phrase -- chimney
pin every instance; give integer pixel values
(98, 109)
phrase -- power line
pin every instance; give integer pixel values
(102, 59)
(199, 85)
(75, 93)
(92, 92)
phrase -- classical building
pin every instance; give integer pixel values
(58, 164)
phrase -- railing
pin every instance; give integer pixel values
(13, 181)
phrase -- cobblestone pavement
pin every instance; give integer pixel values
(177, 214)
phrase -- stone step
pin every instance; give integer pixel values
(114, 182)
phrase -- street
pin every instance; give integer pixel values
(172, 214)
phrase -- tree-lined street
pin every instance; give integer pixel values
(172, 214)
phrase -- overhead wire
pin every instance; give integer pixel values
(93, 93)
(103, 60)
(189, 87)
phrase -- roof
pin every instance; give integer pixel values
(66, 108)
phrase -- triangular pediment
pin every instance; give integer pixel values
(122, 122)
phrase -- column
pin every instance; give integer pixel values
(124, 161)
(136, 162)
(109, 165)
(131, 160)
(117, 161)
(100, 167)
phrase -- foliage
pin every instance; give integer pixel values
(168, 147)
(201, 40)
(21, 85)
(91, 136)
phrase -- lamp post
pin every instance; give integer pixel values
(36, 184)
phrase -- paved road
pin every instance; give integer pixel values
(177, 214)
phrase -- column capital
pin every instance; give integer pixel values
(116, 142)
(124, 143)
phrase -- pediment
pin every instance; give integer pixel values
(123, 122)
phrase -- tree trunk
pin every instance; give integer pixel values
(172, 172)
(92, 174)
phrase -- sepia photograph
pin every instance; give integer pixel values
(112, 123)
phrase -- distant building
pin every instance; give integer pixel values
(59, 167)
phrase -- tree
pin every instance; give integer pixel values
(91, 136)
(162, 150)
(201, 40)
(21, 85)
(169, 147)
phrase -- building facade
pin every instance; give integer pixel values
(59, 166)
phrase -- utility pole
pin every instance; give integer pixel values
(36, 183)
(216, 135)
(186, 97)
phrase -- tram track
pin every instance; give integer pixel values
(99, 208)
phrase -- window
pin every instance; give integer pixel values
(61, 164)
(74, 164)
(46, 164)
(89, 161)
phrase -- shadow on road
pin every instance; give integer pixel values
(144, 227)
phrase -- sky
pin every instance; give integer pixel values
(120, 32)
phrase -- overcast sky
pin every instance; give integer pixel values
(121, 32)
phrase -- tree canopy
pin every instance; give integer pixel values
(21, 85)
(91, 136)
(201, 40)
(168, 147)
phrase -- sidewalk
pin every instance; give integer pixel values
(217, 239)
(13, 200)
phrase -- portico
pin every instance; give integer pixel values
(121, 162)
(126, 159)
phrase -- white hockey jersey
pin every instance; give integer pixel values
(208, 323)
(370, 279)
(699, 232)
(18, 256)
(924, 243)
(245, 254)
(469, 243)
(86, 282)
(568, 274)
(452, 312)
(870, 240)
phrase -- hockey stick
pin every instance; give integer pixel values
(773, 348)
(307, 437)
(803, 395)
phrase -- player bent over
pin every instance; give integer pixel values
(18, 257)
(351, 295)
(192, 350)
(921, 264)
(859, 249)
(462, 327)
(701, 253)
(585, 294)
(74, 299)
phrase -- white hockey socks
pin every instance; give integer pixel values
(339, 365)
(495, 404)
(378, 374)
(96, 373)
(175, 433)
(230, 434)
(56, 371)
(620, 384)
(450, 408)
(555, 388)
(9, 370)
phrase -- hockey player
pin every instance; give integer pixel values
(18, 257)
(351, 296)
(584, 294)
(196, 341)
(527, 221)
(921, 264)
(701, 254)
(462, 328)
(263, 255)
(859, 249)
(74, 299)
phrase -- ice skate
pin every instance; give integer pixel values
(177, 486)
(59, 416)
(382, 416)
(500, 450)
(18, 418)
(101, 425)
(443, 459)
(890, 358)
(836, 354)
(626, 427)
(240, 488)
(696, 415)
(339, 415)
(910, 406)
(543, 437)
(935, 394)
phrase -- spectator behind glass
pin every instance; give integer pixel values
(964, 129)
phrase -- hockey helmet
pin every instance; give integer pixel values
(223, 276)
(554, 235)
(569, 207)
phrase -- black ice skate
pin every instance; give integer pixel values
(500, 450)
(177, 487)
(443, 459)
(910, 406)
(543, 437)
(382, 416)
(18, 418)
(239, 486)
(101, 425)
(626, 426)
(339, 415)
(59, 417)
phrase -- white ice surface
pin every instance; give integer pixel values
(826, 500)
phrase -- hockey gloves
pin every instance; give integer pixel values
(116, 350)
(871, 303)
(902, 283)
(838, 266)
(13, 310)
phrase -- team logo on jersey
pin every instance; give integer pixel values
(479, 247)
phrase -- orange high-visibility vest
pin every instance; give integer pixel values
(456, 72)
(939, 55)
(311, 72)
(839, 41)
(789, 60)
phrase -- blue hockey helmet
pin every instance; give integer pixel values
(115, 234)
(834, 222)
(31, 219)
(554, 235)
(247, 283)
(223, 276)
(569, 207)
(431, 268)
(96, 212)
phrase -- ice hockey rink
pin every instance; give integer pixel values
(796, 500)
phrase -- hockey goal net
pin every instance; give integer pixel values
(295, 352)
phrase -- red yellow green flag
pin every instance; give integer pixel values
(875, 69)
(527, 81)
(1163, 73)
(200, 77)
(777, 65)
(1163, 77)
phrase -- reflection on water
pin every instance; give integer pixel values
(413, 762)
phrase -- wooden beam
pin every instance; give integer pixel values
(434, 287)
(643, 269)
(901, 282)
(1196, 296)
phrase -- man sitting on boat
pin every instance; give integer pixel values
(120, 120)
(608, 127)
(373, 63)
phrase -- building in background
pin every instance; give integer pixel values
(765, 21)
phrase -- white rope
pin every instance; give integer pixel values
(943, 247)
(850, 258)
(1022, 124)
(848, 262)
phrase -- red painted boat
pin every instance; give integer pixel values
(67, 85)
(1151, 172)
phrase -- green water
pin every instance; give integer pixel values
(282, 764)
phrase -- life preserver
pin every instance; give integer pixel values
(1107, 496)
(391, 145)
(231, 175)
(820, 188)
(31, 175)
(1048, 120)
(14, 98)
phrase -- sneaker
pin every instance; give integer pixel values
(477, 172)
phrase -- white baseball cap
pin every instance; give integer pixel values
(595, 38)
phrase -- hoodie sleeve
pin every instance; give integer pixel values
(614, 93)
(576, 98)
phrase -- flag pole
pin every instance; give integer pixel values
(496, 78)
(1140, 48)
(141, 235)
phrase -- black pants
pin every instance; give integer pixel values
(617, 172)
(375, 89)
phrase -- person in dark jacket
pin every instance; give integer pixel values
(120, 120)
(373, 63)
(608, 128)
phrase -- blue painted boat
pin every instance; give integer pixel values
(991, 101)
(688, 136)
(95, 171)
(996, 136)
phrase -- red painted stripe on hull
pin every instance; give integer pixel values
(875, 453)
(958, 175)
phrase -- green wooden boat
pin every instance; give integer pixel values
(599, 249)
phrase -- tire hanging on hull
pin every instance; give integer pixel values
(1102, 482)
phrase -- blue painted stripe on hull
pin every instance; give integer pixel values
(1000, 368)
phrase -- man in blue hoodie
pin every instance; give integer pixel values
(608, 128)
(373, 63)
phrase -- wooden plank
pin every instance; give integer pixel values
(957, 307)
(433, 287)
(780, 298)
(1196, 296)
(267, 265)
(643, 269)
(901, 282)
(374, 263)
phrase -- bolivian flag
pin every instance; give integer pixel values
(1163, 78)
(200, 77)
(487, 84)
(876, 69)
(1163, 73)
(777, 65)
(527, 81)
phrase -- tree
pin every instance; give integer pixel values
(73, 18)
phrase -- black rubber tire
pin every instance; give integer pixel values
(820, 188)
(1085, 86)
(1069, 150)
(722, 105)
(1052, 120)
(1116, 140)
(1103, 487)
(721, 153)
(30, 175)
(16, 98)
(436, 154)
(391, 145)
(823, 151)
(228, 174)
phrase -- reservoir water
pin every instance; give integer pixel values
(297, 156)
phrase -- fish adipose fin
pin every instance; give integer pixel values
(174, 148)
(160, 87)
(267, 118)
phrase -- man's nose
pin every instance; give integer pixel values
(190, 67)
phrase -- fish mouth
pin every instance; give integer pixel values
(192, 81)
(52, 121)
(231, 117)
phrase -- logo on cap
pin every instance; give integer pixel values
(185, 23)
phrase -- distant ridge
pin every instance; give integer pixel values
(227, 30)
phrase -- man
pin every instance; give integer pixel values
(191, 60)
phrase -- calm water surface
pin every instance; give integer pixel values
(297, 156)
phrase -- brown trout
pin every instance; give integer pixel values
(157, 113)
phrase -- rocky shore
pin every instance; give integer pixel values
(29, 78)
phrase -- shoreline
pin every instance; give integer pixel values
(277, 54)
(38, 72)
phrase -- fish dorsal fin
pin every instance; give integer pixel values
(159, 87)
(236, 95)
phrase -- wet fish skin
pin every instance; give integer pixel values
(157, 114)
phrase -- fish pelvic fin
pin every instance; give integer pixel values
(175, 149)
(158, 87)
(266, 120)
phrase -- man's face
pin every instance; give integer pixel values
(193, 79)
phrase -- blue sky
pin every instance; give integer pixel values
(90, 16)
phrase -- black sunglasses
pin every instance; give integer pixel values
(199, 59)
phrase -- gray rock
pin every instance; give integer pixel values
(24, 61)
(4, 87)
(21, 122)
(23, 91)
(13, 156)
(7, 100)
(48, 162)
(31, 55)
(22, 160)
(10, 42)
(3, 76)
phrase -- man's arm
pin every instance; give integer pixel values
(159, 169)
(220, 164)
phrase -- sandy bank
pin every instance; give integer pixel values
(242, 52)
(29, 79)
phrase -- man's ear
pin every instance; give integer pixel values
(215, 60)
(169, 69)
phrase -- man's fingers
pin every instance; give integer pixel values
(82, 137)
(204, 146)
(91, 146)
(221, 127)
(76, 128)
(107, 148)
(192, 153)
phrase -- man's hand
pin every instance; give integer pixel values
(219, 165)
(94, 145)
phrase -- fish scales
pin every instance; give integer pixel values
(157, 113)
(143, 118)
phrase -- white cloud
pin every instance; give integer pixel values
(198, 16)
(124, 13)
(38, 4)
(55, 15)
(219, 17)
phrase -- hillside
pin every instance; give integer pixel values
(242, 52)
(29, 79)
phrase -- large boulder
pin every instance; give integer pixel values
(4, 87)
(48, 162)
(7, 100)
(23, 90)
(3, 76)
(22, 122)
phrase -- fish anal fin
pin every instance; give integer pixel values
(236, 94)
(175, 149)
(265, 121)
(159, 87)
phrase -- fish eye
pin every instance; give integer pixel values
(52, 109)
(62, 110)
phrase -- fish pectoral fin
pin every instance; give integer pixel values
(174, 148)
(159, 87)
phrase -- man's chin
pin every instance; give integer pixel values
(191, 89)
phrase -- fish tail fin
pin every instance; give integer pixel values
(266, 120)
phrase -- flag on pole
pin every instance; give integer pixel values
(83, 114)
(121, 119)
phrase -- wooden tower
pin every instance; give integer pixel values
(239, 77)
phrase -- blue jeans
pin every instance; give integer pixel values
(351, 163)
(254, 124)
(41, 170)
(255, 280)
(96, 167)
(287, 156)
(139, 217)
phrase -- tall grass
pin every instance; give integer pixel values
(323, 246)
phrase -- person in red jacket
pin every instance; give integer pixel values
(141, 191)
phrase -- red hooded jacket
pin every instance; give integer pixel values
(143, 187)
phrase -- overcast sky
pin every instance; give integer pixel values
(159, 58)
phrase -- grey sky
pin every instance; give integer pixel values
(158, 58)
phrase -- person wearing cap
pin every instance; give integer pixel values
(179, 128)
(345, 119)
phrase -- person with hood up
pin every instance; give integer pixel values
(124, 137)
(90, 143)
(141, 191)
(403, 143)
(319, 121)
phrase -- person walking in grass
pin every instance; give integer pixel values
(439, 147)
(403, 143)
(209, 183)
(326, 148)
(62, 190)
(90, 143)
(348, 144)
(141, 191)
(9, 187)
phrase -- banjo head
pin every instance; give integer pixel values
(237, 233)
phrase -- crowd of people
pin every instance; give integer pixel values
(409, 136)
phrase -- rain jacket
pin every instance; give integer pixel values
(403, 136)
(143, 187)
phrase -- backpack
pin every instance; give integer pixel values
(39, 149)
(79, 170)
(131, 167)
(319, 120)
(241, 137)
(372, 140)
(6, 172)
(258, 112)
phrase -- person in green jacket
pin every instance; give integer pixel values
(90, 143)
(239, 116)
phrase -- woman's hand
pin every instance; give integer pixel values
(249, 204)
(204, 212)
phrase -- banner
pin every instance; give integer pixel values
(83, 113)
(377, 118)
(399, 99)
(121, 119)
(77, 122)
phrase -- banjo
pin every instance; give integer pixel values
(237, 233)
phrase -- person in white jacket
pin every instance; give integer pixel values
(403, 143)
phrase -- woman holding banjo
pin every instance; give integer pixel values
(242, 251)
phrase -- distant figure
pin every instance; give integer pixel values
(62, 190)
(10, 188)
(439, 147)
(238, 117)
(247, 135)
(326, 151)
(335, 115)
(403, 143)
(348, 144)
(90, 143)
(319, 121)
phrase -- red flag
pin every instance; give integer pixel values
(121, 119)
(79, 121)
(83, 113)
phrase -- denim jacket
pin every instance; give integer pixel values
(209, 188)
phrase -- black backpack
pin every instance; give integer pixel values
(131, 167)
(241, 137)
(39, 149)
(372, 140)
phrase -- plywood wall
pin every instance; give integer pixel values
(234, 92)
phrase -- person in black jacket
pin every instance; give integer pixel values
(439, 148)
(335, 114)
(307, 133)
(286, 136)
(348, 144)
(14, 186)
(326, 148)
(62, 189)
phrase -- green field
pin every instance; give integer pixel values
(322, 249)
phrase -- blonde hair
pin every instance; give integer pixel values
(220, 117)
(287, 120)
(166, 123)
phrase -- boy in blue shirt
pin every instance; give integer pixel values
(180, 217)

**Problem to work on**
Copy out the listing above word for word, starting at the line that contains "phrase -- red flag" and ending at the listing's final line.

**Solution for this exercise**
phrase -- red flag
pin every instance; give integer pixel values
(121, 119)
(79, 121)
(83, 113)
phrase -- denim jacket
pin every instance; give integer pixel values
(209, 188)
phrase -- black backpack
pin every instance; give integer pixel values
(131, 167)
(241, 137)
(39, 149)
(372, 140)
phrase -- plywood wall
pin every instance; give integer pixel values
(234, 92)
phrase -- person in black jacket
pin every instance; give integer pixel values
(439, 148)
(335, 114)
(307, 133)
(286, 136)
(348, 144)
(14, 186)
(326, 148)
(62, 189)
phrase -- green field
pin every instance; give integer pixel values
(322, 249)
phrase -- blonde hair
pin every instance; give integer pixel values
(220, 117)
(287, 120)
(166, 123)
phrase -- boy in blue shirt
pin every instance; give integer pixel values
(180, 217)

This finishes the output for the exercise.